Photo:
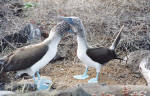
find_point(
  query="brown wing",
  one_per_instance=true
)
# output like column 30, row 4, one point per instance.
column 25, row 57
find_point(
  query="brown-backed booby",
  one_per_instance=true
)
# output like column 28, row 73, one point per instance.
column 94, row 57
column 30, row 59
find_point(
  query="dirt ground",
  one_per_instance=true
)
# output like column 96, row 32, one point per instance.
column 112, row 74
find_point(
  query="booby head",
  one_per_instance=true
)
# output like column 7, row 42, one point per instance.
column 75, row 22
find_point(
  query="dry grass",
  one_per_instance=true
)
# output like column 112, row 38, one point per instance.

==*==

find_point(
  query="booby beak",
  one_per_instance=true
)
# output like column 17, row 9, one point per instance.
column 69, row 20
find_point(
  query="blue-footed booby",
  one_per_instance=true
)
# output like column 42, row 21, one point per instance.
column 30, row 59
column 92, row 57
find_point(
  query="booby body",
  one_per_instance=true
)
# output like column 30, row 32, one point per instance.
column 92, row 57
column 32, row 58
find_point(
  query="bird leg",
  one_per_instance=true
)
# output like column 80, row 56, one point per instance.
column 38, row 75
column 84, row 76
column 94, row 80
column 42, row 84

==*==

*INSTRUCTIONS TO FOLLOW*.
Count the lines in the records that contain the string "query", matching case exactly, and reply with only the number.

*ANSWER TO THIS TASK*.
9